Records supplied:

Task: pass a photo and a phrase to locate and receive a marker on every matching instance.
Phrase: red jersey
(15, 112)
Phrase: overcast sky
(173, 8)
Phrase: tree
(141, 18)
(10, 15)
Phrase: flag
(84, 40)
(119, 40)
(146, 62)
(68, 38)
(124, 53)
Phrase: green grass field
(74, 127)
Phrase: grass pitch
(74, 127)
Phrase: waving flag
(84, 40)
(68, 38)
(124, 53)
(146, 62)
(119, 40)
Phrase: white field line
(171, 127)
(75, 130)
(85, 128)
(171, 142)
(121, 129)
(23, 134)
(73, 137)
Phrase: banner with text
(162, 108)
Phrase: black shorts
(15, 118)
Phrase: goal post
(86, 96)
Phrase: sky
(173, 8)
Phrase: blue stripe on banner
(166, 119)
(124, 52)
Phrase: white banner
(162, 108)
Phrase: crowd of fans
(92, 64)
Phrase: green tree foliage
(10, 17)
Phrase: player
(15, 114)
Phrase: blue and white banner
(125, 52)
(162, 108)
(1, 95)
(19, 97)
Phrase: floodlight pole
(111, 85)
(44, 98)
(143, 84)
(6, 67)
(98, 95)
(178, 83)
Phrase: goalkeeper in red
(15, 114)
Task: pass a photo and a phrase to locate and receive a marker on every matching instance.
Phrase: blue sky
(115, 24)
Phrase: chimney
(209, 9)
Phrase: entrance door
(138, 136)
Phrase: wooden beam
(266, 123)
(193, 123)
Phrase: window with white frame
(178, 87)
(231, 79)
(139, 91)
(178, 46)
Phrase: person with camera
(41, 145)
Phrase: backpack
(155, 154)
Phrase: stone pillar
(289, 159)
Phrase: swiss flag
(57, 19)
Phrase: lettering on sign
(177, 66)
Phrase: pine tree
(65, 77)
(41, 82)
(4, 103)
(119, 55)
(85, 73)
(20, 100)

Assignment: Repeat the listing above exactly, line for line.

Answer area:
Task: pass a photo and a phrase to locate and receive a marker on every matching instance.
Phrase: red jersey
(15, 112)
Phrase: overcast sky
(173, 8)
Phrase: tree
(141, 18)
(10, 15)
Phrase: flag
(84, 40)
(119, 40)
(146, 62)
(68, 38)
(124, 53)
Phrase: green grass field
(74, 127)
Phrase: grass pitch
(74, 127)
Phrase: waving flag
(84, 40)
(68, 38)
(124, 53)
(146, 62)
(119, 40)
Phrase: white field line
(171, 127)
(75, 130)
(85, 128)
(171, 142)
(121, 129)
(23, 134)
(73, 137)
Phrase: banner with text
(162, 108)
Phrase: black shorts
(15, 118)
Phrase: goal post
(86, 96)
Phrase: sky
(173, 8)
Phrase: blue stripe on banner
(166, 119)
(124, 52)
Phrase: white banner
(162, 108)
Phrase: crowd of fans
(92, 64)
Phrase: green tree foliage
(10, 17)
Phrase: player
(15, 114)
Phrase: blue and white banner
(125, 52)
(162, 108)
(1, 95)
(19, 97)
Phrase: floodlight pole
(111, 85)
(44, 98)
(143, 84)
(6, 67)
(98, 95)
(178, 83)
Phrase: goalkeeper in red
(15, 114)
Task: pass a photo and a phrase to locate and receive a marker on every matching instance.
Phrase: blue sky
(115, 24)
Phrase: chimney
(209, 9)
Phrase: entrance door
(138, 136)
Phrase: wooden beam
(266, 123)
(193, 123)
Phrase: window with white frame
(178, 87)
(231, 79)
(139, 91)
(178, 46)
Phrase: person with camera
(41, 145)
Phrase: backpack
(155, 154)
Phrase: stone pillar
(289, 159)
Phrase: swiss flag
(57, 19)
Phrase: lettering on sign
(177, 66)
Phrase: pine tree
(65, 77)
(41, 82)
(4, 103)
(119, 55)
(85, 73)
(20, 100)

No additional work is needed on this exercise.